• [Supplied data]
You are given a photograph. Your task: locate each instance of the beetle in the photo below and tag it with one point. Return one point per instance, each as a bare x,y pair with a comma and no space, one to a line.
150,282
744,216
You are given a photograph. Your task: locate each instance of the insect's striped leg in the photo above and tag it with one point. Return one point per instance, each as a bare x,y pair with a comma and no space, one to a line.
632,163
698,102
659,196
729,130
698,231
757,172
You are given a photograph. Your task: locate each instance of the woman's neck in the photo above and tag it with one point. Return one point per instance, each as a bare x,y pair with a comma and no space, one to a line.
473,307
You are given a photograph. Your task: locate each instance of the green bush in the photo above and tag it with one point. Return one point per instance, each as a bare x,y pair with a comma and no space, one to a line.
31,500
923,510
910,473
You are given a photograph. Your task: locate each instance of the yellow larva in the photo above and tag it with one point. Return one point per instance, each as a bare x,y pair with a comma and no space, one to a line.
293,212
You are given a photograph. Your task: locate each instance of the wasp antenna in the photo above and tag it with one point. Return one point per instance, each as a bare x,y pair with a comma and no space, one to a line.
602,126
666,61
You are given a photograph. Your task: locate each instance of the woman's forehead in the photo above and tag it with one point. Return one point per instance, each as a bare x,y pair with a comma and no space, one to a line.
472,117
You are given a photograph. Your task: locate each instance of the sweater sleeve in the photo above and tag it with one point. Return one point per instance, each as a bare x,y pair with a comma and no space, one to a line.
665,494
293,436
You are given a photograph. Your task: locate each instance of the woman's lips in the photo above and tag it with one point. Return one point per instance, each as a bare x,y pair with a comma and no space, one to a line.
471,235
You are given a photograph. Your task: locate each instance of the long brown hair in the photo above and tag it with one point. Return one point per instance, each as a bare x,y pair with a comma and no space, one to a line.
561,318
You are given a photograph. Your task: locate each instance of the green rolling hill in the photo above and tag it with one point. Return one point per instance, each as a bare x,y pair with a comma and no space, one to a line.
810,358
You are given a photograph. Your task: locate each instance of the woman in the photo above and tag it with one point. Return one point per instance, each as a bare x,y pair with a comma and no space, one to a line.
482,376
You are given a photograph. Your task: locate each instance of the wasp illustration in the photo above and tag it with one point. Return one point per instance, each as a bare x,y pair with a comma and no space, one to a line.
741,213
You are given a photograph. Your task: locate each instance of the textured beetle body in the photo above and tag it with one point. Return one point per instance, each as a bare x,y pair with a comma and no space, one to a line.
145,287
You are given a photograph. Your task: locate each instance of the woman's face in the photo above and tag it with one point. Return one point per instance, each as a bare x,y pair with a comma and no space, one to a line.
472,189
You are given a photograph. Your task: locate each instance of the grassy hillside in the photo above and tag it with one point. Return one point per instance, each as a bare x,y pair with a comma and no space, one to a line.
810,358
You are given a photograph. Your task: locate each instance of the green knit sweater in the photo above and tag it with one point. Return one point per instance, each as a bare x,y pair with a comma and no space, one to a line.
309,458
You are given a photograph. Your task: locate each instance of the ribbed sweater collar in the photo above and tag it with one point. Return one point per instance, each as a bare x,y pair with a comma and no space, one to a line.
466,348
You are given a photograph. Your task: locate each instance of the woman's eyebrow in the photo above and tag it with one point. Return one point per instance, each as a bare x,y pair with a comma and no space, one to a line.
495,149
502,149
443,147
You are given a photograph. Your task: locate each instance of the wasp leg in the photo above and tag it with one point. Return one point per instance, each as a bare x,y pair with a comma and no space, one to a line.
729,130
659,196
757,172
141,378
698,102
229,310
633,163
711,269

• [Work to do]
Convert all the items above into a Markdown table with two columns, No. and Text. Number each row, put its line in the second column, and leave out blank lines.

• [Exercise output]
| No. | Text |
|---|---|
| 1 | You are given a photograph. Your task: locate each instance of the beetle in the photo below and tag it with one point. Return one point per instance, each as a bare x,y pair with a comma and no space, one to a line. |
| 2 | 150,282 |
| 3 | 744,216 |
| 4 | You are given a photograph. Your task: locate each instance of the insect's striped leg in the photo above and tag it with one point. Return one point per instance, each as a bare x,y pair with a comma and no space, one to a line. |
| 5 | 632,163 |
| 6 | 698,102 |
| 7 | 659,196 |
| 8 | 729,130 |
| 9 | 698,231 |
| 10 | 757,172 |
| 11 | You are given a photograph. Your task: locate each instance of the woman's neck in the photo above and tag it with one point. Return one point per instance, each as a bare x,y pair with a comma and no space, one to a line. |
| 12 | 473,307 |
| 13 | You are given a photograph. Your task: locate each instance of the green bush in the photo above and tag it with one point. Return one point per instance, each as a bare x,y pair with a comma and no space, one to a line. |
| 14 | 31,500 |
| 15 | 923,510 |
| 16 | 910,473 |
| 17 | You are given a photograph. Your task: locate each instance of the yellow larva in the photo above and tag it with one point. Return one point per instance, each as a bare x,y pair with a comma and no space, one to a line. |
| 18 | 293,212 |
| 19 | You are given a photograph. Your task: locate each instance of the wasp antenna in the photo above and tag it with one point. Return one point per instance, each as a bare x,y pair with a comma and no space, one to a line. |
| 20 | 602,126 |
| 21 | 666,61 |
| 22 | You are given a photograph. Your task: locate each instance of the woman's forehead in the photo above and tag it with one point. Return one point per instance, each as a bare x,y pair with a comma and no space, one to a line. |
| 23 | 472,117 |
| 24 | You are given a photograph. Your task: locate each instance of the sweater sleeve in the photo above and tag it with one point. Return one point per instance, each as a bare x,y pair with a comma and no space, one to a line. |
| 25 | 665,494 |
| 26 | 293,436 |
| 27 | You are given a photograph. Your task: locate each instance of the woman's lips in the photo above and tag it with one point. Return one point per instance, each as a bare x,y pair with a comma and no space, one to a line. |
| 28 | 471,235 |
| 29 | You are given a photograph. Your task: locate each instance of the long brown hair in the photo above and tag it with one point. Return one point per instance, each as a bare x,y pair with a comma and no space, one to a line. |
| 30 | 561,318 |
| 31 | You are given a photograph. Your task: locate each instance of the green rolling hill in the photo above and tag it with one point. Return one point per instance, each as a bare x,y pair with a comma and no space, one to a line. |
| 32 | 810,358 |
| 33 | You are given a photograph. Your task: locate each instance of the woman in the photo above and tag it with one point. Return one point per instance, each as a bare x,y pair with a comma and no space, one to a line. |
| 34 | 482,376 |
| 35 | You are given a photograph. Your task: locate each instance of the wasp illustration in the photo above and tag it with one point. Return one point per instance, each as a bare x,y pair with a comma and no space, one to a line. |
| 36 | 741,213 |
| 37 | You are given a photograph. Your task: locate each instance of the textured beetle body in the photo above and tag it with one point. Return one point per instance, each as a bare x,y pair with a comma and no space, one to a line. |
| 38 | 145,287 |
| 39 | You are given a photograph. Your task: locate each instance of the woman's face in the photo above and tag it with one point. Return one point per instance, each as a bare x,y pair with a comma and no space, one to a line. |
| 40 | 472,189 |
| 41 | You are given a photograph. Your task: locate each instance of the grassy hillside in the photo above and tag it with one point. Return one point per instance, each as a bare x,y pair with a comma and no space, one to a line. |
| 42 | 810,358 |
| 43 | You are given a photograph. Your task: locate each instance of the green knit sweater in the photo above and tag it with one point. Return one point per instance, each as a bare x,y pair with a comma and no space, one to a line. |
| 44 | 309,458 |
| 45 | You are given a photograph. Your task: locate each instance of the ribbed sweater collar in the photo above and tag it with one point. Return one point per instance, each as a bare x,y pair with a comma and no space, one to a line. |
| 46 | 466,348 |
| 47 | You are given a photograph. Your task: locate each instance of the woman's eyebrow in the photo above and tag it with one point. Return one point per instance, each as a bare x,y pair with a comma and no space, one to a line. |
| 48 | 495,149 |
| 49 | 502,149 |
| 50 | 443,147 |
| 51 | You are given a photograph. Your task: locate each instance of the wasp leg in the photo above and tag it with one point. Return one point per instance, each as a bare x,y pair with a comma and no space, one to a line. |
| 52 | 729,130 |
| 53 | 659,196 |
| 54 | 757,172 |
| 55 | 141,378 |
| 56 | 698,102 |
| 57 | 229,310 |
| 58 | 633,163 |
| 59 | 711,269 |